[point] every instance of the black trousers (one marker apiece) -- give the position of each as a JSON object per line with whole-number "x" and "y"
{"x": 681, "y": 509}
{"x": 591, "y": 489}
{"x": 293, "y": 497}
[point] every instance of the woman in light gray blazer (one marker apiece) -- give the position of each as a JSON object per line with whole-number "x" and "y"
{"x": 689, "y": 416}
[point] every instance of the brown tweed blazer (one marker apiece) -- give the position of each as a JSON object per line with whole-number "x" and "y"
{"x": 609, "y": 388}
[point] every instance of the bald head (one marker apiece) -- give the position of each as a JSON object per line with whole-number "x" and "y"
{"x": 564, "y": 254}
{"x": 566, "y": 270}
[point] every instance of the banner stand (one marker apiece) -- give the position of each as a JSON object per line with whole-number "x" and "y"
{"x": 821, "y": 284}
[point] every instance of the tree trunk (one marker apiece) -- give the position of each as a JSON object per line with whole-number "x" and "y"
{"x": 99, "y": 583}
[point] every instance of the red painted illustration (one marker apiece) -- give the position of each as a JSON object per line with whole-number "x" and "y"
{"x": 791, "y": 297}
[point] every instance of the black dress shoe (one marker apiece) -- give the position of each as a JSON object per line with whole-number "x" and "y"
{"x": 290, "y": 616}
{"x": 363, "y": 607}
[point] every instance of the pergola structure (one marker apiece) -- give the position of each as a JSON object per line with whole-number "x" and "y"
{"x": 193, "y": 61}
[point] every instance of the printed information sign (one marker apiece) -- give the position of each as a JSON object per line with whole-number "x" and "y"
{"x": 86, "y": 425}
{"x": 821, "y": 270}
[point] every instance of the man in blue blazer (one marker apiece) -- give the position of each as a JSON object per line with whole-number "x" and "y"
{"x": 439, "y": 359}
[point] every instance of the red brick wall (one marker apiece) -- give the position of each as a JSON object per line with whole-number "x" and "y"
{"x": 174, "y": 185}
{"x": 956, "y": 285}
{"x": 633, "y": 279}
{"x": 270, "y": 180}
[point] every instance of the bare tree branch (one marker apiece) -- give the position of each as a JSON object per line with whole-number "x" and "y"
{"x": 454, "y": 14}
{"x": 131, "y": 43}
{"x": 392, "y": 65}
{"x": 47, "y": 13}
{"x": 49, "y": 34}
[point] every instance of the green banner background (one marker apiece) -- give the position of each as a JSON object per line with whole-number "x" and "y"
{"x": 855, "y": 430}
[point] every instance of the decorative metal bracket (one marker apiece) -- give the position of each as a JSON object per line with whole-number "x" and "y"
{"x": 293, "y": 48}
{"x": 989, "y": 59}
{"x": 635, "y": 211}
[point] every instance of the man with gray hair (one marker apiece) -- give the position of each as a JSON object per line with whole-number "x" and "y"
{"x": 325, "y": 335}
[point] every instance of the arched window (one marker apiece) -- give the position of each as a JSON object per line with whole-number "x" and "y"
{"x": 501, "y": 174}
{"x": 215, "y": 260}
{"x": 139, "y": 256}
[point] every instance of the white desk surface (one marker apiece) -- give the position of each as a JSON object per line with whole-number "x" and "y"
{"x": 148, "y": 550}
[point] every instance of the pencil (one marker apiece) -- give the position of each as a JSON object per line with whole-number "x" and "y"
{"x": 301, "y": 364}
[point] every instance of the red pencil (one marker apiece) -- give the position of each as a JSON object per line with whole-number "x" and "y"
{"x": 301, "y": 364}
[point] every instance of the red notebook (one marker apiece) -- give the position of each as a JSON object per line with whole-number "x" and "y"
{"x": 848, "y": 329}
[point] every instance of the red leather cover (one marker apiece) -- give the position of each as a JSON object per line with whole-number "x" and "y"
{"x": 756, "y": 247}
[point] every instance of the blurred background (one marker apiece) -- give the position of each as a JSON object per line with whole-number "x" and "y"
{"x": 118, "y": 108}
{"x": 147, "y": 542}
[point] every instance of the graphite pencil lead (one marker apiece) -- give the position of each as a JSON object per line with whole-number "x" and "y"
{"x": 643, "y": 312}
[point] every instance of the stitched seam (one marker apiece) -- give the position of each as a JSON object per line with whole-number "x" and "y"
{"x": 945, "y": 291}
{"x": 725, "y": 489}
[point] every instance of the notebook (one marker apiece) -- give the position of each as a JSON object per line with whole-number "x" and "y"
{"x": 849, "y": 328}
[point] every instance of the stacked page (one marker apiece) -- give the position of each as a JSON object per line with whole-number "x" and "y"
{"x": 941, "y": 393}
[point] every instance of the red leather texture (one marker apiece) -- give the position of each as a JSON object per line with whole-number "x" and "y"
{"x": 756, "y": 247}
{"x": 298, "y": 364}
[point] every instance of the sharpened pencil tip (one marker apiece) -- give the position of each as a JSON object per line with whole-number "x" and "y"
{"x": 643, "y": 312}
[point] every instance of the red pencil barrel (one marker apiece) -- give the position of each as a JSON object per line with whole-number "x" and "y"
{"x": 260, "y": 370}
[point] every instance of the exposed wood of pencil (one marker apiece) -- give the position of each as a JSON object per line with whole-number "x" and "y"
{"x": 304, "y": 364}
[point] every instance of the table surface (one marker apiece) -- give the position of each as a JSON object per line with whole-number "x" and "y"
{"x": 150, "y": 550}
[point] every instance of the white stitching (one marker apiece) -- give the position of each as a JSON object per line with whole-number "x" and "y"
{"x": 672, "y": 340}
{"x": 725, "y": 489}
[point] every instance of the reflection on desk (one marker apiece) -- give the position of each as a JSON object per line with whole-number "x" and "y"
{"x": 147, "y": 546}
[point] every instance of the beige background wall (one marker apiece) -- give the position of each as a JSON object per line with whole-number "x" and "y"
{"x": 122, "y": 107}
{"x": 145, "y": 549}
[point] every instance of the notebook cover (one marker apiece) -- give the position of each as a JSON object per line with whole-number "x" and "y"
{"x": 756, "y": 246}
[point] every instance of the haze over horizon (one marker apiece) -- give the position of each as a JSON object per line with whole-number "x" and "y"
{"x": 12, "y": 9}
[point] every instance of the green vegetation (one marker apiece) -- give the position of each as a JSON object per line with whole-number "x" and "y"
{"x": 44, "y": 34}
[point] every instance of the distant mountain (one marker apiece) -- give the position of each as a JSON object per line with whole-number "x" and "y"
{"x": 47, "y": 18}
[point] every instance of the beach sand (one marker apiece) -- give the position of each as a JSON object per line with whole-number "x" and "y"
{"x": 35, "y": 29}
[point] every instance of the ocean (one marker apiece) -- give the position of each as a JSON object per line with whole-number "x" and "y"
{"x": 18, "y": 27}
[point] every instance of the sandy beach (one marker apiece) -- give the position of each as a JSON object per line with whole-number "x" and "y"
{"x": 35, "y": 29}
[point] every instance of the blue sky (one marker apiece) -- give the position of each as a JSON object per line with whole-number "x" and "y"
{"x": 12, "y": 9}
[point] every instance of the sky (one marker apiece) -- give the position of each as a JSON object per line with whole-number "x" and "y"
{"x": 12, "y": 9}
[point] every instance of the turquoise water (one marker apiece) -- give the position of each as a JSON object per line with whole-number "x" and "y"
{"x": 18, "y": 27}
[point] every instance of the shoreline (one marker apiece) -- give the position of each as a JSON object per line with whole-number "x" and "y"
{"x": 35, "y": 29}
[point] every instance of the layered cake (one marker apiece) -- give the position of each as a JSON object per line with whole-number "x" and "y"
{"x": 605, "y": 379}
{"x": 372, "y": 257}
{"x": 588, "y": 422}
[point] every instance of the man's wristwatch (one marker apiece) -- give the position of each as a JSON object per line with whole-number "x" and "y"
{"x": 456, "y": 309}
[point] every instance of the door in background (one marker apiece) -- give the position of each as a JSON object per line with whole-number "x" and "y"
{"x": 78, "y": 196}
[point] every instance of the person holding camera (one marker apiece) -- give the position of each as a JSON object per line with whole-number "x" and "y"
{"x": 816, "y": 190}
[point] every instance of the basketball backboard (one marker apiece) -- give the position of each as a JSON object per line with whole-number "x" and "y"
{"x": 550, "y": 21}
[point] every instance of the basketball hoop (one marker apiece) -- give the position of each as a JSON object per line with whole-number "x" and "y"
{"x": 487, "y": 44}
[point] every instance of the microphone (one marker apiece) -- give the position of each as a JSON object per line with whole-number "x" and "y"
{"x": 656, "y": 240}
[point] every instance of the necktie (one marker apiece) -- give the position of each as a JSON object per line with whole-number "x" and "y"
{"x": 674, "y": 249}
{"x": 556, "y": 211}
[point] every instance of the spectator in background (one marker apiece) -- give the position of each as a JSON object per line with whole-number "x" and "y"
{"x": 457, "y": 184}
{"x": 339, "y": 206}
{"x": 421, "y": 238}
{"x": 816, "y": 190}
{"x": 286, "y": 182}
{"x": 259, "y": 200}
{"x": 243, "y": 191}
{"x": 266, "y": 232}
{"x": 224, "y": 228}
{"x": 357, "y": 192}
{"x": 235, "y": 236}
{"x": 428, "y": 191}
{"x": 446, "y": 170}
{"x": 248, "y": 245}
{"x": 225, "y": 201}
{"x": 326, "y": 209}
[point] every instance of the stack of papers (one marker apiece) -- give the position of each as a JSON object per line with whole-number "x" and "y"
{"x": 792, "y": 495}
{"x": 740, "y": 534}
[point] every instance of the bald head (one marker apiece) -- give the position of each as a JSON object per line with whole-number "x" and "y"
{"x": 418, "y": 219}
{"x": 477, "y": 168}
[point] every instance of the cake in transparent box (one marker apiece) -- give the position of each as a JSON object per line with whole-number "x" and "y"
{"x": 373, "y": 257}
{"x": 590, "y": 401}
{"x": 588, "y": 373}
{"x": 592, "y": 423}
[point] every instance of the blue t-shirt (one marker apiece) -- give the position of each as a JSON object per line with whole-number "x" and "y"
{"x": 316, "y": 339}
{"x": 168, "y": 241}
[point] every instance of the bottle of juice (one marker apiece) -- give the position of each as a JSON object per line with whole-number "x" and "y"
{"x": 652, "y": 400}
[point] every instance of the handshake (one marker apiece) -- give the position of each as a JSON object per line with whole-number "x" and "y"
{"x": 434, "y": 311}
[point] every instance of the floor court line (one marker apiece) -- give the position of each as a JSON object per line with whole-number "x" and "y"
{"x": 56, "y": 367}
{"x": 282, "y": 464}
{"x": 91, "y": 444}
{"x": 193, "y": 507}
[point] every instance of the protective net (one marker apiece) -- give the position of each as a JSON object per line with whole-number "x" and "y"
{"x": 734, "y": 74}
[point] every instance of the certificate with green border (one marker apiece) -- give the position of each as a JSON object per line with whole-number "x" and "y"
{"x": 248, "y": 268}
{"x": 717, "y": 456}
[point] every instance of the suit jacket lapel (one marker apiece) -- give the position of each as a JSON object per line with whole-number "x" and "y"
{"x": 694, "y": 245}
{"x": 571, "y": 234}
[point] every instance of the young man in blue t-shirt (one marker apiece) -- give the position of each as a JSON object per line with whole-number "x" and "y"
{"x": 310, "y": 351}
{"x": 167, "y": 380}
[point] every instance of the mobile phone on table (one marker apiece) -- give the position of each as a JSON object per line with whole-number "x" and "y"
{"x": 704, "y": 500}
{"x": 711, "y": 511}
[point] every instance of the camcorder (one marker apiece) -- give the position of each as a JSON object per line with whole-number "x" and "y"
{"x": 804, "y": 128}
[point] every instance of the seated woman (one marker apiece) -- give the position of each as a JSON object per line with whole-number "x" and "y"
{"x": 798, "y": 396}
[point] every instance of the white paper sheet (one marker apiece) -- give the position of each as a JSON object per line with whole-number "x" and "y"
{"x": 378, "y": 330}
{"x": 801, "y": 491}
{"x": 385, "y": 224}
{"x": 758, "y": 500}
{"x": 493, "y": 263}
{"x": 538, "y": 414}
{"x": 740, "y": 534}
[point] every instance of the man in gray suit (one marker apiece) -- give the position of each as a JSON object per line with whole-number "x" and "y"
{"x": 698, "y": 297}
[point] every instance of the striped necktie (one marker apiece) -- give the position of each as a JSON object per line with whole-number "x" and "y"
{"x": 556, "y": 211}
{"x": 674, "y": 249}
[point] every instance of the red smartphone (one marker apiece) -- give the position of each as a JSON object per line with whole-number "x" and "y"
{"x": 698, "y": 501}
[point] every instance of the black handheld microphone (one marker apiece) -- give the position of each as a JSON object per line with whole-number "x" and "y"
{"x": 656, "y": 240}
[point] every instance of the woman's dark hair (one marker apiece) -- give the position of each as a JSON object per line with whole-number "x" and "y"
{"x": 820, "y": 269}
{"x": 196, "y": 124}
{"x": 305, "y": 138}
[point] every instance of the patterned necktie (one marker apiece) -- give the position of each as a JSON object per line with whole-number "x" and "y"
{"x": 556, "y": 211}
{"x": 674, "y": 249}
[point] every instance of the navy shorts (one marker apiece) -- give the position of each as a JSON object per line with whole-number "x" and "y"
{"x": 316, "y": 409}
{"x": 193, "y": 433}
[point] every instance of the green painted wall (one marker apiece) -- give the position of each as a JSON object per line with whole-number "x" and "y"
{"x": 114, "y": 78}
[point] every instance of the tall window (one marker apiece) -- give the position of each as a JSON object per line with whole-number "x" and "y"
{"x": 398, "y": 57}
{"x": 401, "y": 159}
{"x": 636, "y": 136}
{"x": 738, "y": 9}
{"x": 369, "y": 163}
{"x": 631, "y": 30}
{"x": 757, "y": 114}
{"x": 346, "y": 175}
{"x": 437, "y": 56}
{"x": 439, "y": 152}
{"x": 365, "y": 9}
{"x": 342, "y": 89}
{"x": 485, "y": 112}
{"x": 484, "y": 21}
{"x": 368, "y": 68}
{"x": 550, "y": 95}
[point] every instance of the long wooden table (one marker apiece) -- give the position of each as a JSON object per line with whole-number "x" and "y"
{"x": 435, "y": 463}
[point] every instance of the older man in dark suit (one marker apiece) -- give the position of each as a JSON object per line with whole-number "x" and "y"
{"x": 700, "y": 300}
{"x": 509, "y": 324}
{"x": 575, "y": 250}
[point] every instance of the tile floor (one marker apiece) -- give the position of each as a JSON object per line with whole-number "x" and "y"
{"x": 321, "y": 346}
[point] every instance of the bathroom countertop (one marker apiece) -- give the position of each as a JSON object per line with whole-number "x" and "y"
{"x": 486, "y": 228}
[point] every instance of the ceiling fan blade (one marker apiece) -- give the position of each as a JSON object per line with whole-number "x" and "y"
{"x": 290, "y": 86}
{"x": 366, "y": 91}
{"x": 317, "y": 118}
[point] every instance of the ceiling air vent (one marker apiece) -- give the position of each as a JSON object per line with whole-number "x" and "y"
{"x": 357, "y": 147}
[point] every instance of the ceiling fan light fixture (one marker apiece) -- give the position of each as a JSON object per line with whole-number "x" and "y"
--- --- ---
→ TASK OBJECTIVE: Reproduce the items verbatim, starting at the line that contains "[point] every instance of the bathroom" and continuing through the end of the items, with both ends included.

→ REPLY TO THE TASK:
[point] every instance of the bathroom countertop (one marker apiece) -- give the position of each as a JSON object per line with whole-number "x" and "y"
{"x": 486, "y": 228}
[point] every instance of the ceiling fan blade (one marker apiece) -- give the position of each as a JSON object per line with whole-number "x" and "y"
{"x": 290, "y": 86}
{"x": 366, "y": 91}
{"x": 317, "y": 118}
[point] every instance of the ceiling air vent (one marker apiece) -- give the position of each as a JSON object per line with whole-number "x" and "y"
{"x": 357, "y": 147}
[point] every instance of the ceiling fan light fixture (one marker apiece) -- give the position of each as a JSON object per line with whole-number "x" and "y"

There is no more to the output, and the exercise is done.